» **Document**:
::::::::

Opinion
Argued October 17, 1995.
Decided November 15, 1995.
Appeal from the Court of Common Pleas, Philadelphia County, No. 4402 November Term, 1990, Bernstein, J.
Alan C. Ostrow, Deputy City Solicitor, for appellant.
Bruce W. Miller, for appellee.
Before McGINLEY and FRIEDMAN, JJ., and LORD, Senior Judge.
The City of Philadelphia (City) appeals an order of the Philadelphia County Court of Common Pleas granting Bernadette Crigler's motion for summary judgment. denying the City's motion for summary judgment and entering a $35,000 verdict in favor of Crigler.
In November 1990, Crigler filed a complaint against the City for injuries sustained in October 1989 when she fell because of a pothole on the crosswalk of Fisher Lane, approximately ten feet from the vehicular traffic area of Broad Street, which intersects Fisher Lane. Fisher Lane is a City street and Broad Street is a Commonwealth of Pennsylvania (State) highway.
The City's sole argument in this appeal is that Crigler cannot recover from the City because the site of her fall is not part of a City Street, but is actually part of Broad Street, which the State is responsible for maintaining. It cites Ruch v. City of Philadelphia, 138 Pa. Commw. 68, 587 A.2d 830 (1991), petition for allowance of appeal denied, 529 Pa. 660, 604 A.2d 251 (1992), for the proposition that a State highway right-of-way includes the outermost line of the sidewalk if the sidewalk line were to be extended across the intersection. It contends that Crigler fell precisely within that area.
Crigler responds that she fell within the curb lines of Fisher Lane, some ten feet away from Broad Street and not within the extended curb lines of Broad Street. She maintains that, as in Ruch, the State would be liable for any defect in a State highway from curb line to curb line, including the intersection with a City street in that portion of the intersection used for vehicular traffic. She argues that here, by contrast, she fell because of a pothole outside the existing Broad Street curb lines, but clearly within the curb lines of Fisher Lane.

::::::::

» **Excerpted data**:
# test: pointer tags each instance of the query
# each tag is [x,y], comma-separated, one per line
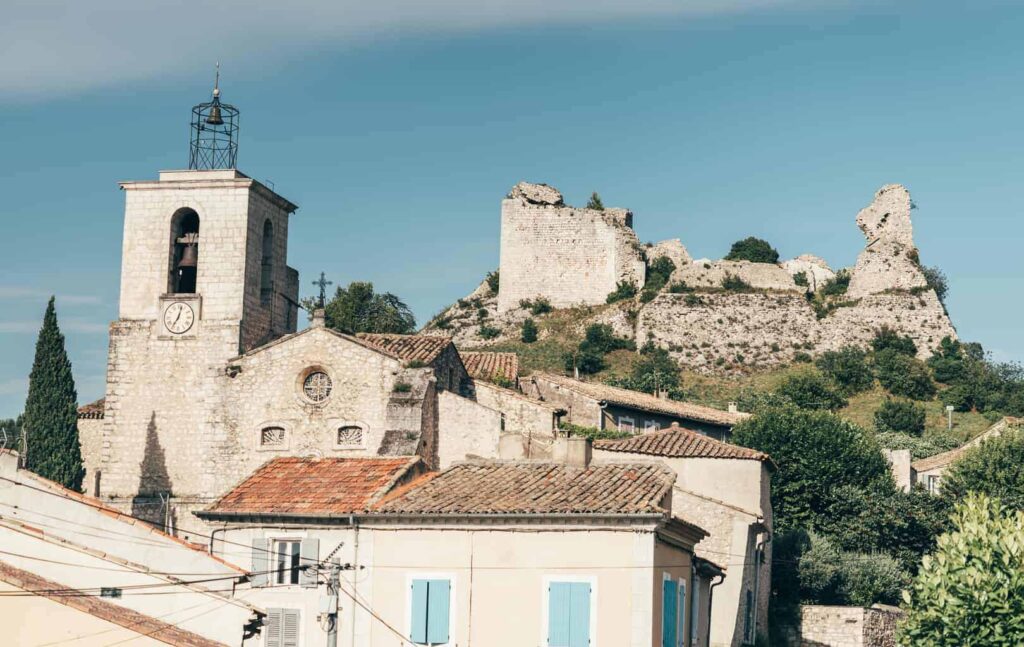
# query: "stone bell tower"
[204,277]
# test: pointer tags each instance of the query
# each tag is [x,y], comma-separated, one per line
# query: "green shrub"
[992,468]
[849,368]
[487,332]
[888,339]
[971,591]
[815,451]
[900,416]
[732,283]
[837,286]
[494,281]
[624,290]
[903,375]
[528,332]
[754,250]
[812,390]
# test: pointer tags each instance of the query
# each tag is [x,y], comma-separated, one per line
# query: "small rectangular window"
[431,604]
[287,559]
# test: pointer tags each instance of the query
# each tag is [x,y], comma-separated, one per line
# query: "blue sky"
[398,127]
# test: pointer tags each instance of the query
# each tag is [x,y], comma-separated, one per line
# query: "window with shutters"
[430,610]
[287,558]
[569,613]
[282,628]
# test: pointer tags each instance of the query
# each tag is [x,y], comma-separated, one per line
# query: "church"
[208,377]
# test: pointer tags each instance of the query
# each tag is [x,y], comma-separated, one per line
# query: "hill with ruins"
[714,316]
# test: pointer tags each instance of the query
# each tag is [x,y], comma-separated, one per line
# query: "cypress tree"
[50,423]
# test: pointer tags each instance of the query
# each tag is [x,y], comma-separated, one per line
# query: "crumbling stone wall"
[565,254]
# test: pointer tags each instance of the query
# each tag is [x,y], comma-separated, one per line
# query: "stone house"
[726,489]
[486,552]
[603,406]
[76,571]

::::::::

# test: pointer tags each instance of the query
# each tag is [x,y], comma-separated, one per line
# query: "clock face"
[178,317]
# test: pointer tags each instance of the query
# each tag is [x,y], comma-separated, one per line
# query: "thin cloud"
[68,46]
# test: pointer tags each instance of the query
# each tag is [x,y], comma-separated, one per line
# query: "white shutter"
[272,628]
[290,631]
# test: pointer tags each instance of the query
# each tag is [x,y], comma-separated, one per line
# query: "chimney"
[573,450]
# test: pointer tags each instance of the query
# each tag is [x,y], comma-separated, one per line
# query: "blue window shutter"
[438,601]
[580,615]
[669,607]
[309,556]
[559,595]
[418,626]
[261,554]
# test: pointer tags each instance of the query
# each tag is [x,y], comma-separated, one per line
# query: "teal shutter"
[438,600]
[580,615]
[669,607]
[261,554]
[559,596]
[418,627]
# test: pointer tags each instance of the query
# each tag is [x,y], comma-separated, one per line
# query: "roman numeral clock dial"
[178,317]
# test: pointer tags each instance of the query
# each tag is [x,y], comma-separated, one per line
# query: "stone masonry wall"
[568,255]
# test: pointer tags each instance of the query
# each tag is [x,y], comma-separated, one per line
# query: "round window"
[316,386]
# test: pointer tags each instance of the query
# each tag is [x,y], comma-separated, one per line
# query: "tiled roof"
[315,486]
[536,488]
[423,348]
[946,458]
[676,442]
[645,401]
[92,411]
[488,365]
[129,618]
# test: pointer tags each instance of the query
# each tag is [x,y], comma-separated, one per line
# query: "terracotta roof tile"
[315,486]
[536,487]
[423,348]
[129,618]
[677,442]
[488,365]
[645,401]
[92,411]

::::::::

» **What to produce**:
Reproduce the section of the court opinion that begins with the words containing "Decided November 15, 1995." and ends with "LORD, Senior Judge.". The data has no connection to the court opinion.

» **Response**:
Decided November 15, 1995.
Appeal from the Court of Common Pleas, Philadelphia County, No. 4402 November Term, 1990, Bernstein, J.
Alan C. Ostrow, Deputy City Solicitor, for appellant.
Bruce W. Miller, for appellee.
Before McGINLEY and FRIEDMAN, JJ., and LORD, Senior Judge.